Exercise text:
Envisioned by FDR's Secretary of Labor, Frances Perkins, the Public Works Administration (PWA) budgeted several billion dollars to be spent on the construction of public infrastructure as a means of providing employment, stabilizing purchasing power, improving public welfare, and contributing to a revival of true American industry. Overall, the PWA single-handedly funded 34,000 projects, creating 70% of the new schools and a third of the new hospitals built from 1933-1939.
Blue Ridge Parkway, Buncombe County, North Carolina
This 469-mile-long road stretching through North Carolina and Virginia follows the spine of the Blue Ridge Mountains. Funded in large part by the PWA, workers from the Civilian Conservation Corps (CCC) helped landscape the roadway and nearby areas. The road opened in 1935, but wasn't completed until 1987.
When it opened, the airport was a showcase for modern aviation, being one of the largest airports in the world during the time it was built. Today, LaGuardia is responsible for boarding over 23,000,000 passengers every year and has been rated the worst American airport four years straight.
"If I took you and blindfolded you and took you to LaGuardia Airport in New York, you'd think, 'I must be in some third-world country,'" Joe Biden said. "It's embarrassing, and it's stupid."
Built from 1936 to 1938 in Mt. Hood, Oregon, this National Historic Landmark draws over a million tourists every year. It is the only ski/snowboard area in North America that is open all 12 months of the year.
The Public Works Administration could be classified as relief and recovery as part of FDR's New Deal.
Relief - A 1939 report called “America Builds,” argued that the PWA had in fact stimulated the economy. It claimed the administration was responsible for creating 1,714,797,910 man-hours of labor.
Recovery - Roosevelt took the strong position that giving people jobs and meaningful work was better than giving him handouts. He later changed his position on deficit spending and the PWA was liquidated.
Reform - The Public Works Administration did not function as an implementation of reform, and six PWA-sponsored bills that relaxed rules constraining municipal cooperation with the agency were shot down by politicians influenced by large private corporations.
The PWA does not still exist today, as it exhausted its funding by June of 1934. The remaining years of the administration's existence was tasked with carrying out the projects, but no new projects were started.
As a direct follow-up to the Public Works Administration, the Works Progress Administration (WPA) was formed since the country was still in economic disaster. This new 1935 administration not only built bridges and buildings like its predecessor, but also contributed to artistic and cultural projects.
Obama's 2009 American Reinvestment and Recovery Act (ARAA) is directly comparable to the PWA, as both functioned as stimulus packages. It allocated $275 billion to federal contracts, among other things. Though it was supposed to save 900,000 to 2.3 million jobs, it created 640,329 jobs in its first year alone.
If re-instated today, we would prioritize making the review process more expeditious, since the PWA's main downfall was the slow rate at which project proposals were thoroughly reviewed.
Because PWA funding largely went to private construction companies with already-employed workers, the legislation did little to affect real unemployment rates. We would re-write the bill to mandate that hired PWA workers do not already have existing employment.

Data shown:
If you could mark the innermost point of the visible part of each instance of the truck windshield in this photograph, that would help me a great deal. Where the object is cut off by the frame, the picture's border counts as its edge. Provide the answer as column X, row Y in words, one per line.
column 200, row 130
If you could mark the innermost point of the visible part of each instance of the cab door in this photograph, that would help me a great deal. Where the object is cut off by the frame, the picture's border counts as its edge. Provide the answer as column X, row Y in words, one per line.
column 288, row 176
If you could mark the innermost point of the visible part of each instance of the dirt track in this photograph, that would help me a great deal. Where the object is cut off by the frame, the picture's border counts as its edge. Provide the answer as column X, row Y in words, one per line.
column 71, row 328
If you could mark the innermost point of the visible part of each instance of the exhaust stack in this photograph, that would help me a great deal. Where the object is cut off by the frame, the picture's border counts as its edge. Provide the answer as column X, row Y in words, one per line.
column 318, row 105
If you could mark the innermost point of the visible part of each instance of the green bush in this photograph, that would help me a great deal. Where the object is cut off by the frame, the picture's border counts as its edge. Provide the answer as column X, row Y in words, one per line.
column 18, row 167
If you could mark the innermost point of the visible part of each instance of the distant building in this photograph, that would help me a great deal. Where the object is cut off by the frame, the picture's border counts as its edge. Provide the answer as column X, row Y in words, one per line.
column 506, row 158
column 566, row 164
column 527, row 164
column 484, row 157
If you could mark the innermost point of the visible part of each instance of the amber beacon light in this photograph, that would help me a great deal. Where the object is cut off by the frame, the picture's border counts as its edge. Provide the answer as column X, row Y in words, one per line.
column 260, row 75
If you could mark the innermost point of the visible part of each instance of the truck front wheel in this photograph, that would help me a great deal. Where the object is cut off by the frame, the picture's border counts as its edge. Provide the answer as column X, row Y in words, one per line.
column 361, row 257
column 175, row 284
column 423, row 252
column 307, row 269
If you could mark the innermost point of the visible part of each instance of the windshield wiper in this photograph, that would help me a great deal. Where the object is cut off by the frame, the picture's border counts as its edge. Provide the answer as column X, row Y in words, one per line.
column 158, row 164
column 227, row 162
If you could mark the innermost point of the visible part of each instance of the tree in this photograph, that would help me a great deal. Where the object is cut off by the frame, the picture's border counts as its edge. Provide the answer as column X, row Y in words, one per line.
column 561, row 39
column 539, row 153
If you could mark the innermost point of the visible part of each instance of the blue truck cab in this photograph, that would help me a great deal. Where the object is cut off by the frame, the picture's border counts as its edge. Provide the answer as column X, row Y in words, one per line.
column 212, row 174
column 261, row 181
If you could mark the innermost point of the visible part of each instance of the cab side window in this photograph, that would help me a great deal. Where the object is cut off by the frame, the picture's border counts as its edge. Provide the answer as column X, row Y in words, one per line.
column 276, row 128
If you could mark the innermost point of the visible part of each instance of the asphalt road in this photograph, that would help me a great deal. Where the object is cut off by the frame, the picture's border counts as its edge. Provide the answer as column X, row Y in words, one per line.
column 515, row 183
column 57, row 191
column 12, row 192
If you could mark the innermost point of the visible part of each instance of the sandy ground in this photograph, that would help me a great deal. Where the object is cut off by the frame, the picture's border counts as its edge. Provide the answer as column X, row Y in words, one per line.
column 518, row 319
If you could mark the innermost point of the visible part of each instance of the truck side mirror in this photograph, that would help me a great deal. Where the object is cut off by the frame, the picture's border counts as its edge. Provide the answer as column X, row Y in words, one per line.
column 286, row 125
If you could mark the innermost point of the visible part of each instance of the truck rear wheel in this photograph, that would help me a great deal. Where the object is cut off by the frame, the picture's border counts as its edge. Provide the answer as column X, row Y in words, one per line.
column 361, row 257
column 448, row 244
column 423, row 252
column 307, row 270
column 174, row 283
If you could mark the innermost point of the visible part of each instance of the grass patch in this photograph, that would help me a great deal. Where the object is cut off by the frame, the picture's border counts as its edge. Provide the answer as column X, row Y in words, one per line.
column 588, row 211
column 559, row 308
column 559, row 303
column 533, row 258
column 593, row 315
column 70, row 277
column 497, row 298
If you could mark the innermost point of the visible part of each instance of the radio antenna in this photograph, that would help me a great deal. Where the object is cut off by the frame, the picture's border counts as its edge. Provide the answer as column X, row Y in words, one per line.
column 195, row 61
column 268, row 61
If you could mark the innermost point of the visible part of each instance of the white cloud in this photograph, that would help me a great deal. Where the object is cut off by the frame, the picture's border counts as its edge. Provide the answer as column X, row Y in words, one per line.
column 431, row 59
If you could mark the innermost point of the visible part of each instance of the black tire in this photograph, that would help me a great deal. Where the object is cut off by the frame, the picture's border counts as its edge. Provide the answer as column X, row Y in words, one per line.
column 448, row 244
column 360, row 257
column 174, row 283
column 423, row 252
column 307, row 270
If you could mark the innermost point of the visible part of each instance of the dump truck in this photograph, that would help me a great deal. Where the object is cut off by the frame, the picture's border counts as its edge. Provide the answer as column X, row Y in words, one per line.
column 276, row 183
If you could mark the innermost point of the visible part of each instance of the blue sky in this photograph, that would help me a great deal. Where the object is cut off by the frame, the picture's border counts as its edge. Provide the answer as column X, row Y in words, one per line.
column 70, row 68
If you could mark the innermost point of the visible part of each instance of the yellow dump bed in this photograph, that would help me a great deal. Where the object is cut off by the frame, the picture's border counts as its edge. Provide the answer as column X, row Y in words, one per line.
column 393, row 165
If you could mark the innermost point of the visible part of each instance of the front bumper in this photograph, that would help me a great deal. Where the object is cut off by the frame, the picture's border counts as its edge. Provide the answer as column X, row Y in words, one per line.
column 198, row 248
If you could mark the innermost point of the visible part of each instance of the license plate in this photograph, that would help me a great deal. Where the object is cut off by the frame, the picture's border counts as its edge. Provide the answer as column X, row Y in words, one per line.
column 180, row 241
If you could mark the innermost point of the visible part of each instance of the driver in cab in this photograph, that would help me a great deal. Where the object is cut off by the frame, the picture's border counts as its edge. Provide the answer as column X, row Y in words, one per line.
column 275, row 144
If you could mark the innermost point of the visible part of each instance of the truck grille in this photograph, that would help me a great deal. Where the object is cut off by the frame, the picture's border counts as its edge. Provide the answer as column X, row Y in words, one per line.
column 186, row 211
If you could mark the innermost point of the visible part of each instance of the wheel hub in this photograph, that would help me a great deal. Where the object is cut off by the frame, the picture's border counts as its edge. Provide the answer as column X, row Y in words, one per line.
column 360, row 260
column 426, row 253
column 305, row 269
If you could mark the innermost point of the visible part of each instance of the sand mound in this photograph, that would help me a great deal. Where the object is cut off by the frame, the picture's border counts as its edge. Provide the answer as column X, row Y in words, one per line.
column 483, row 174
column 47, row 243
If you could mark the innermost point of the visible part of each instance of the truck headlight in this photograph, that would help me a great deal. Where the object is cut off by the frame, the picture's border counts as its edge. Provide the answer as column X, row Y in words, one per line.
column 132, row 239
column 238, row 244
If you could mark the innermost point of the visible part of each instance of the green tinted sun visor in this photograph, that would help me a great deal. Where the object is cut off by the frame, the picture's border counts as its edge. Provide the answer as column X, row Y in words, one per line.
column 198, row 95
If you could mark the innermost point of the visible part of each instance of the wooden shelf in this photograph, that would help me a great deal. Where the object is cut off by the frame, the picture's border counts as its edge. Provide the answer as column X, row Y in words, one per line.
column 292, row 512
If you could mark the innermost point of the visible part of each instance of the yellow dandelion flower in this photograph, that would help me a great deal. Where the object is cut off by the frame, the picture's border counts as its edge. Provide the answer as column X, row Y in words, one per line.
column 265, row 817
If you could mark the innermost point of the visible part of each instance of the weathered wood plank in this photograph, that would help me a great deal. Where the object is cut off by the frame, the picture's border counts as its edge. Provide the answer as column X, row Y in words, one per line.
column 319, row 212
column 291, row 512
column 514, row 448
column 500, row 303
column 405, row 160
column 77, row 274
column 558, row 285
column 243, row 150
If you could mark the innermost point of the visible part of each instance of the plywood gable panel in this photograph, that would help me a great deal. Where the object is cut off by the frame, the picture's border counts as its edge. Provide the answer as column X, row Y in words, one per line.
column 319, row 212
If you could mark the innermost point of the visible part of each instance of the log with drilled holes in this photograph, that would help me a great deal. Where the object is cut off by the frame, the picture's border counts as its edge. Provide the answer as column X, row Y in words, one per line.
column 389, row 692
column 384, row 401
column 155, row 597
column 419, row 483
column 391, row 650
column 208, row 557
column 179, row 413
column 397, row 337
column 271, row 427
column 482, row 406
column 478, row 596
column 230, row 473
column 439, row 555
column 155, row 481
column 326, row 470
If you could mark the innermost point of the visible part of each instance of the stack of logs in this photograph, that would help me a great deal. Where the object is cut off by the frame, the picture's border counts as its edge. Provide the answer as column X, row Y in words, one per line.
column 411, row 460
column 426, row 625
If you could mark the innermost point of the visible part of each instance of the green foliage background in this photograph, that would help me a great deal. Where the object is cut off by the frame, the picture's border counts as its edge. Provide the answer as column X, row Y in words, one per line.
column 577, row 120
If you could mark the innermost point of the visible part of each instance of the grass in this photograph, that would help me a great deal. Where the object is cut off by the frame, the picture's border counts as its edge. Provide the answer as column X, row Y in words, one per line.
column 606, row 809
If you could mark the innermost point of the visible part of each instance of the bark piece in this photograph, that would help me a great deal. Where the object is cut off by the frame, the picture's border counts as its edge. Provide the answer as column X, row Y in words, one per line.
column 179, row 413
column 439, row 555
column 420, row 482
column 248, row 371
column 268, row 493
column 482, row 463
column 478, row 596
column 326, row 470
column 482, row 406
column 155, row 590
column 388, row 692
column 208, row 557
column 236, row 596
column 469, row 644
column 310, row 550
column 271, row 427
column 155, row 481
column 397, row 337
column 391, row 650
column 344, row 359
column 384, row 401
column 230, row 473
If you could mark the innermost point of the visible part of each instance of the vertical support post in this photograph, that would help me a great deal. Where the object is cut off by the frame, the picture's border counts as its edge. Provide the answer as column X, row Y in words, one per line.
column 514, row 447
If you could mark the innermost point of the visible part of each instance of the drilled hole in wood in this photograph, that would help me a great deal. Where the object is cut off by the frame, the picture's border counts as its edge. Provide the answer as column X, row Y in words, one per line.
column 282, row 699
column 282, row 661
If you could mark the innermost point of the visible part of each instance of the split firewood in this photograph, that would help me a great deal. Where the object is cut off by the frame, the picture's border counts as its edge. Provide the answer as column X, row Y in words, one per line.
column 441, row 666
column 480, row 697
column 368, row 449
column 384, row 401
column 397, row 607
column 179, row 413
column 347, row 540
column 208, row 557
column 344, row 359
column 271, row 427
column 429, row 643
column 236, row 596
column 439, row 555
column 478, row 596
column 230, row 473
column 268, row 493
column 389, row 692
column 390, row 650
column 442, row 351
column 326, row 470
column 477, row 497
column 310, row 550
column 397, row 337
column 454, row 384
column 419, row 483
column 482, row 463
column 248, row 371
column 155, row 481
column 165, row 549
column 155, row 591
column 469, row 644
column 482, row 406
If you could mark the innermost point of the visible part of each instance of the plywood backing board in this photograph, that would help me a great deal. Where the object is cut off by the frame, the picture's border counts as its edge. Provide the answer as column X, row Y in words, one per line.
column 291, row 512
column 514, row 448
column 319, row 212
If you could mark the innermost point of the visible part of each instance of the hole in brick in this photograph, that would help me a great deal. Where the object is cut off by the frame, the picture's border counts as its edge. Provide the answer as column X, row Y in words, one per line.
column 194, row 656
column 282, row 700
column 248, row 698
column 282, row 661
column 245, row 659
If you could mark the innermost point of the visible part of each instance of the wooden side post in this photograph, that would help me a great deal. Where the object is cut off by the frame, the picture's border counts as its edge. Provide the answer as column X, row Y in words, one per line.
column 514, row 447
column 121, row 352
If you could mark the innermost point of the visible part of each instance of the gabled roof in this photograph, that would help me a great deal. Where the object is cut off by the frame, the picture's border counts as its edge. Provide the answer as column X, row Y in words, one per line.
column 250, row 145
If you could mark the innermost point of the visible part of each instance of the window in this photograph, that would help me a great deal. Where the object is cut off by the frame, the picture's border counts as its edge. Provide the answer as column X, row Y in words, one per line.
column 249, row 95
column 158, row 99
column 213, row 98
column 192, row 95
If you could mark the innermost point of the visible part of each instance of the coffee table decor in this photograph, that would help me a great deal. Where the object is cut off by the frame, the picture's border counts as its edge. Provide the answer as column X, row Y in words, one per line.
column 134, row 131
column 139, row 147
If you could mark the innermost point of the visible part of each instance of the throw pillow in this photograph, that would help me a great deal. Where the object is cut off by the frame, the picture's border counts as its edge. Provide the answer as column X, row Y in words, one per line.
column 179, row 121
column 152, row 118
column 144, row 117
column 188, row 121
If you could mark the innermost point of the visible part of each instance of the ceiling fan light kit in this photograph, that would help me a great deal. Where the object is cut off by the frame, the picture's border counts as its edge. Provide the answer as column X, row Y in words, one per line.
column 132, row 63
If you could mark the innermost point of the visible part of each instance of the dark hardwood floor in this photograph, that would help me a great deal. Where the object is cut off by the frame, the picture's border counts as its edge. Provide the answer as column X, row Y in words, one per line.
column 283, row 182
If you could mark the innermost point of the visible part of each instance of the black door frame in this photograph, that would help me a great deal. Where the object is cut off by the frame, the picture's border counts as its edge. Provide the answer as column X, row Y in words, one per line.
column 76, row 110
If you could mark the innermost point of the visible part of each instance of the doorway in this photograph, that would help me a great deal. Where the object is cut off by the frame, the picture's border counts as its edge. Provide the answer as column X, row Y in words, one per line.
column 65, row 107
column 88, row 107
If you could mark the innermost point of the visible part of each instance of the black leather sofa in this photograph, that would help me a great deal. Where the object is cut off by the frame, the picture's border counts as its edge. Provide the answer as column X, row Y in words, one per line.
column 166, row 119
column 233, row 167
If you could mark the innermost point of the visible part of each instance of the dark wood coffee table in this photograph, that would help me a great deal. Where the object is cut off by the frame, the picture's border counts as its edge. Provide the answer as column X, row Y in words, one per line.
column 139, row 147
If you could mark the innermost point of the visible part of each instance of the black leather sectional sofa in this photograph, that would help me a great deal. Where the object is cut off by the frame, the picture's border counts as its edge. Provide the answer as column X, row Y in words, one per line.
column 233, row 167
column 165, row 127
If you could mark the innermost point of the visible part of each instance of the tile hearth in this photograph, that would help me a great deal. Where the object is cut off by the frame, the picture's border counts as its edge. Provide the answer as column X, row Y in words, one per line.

Task:
From the Public Works Administration text, give the part that opens with the words containing "As a direct" and closes with "first year alone.". Copy it word for word.

Result:
As a direct follow-up to the Public Works Administration, the Works Progress Administration (WPA) was formed since the country was still in economic disaster. This new 1935 administration not only built bridges and buildings like its predecessor, but also contributed to artistic and cultural projects.
Obama's 2009 American Reinvestment and Recovery Act (ARAA) is directly comparable to the PWA, as both functioned as stimulus packages. It allocated $275 billion to federal contracts, among other things. Though it was supposed to save 900,000 to 2.3 million jobs, it created 640,329 jobs in its first year alone.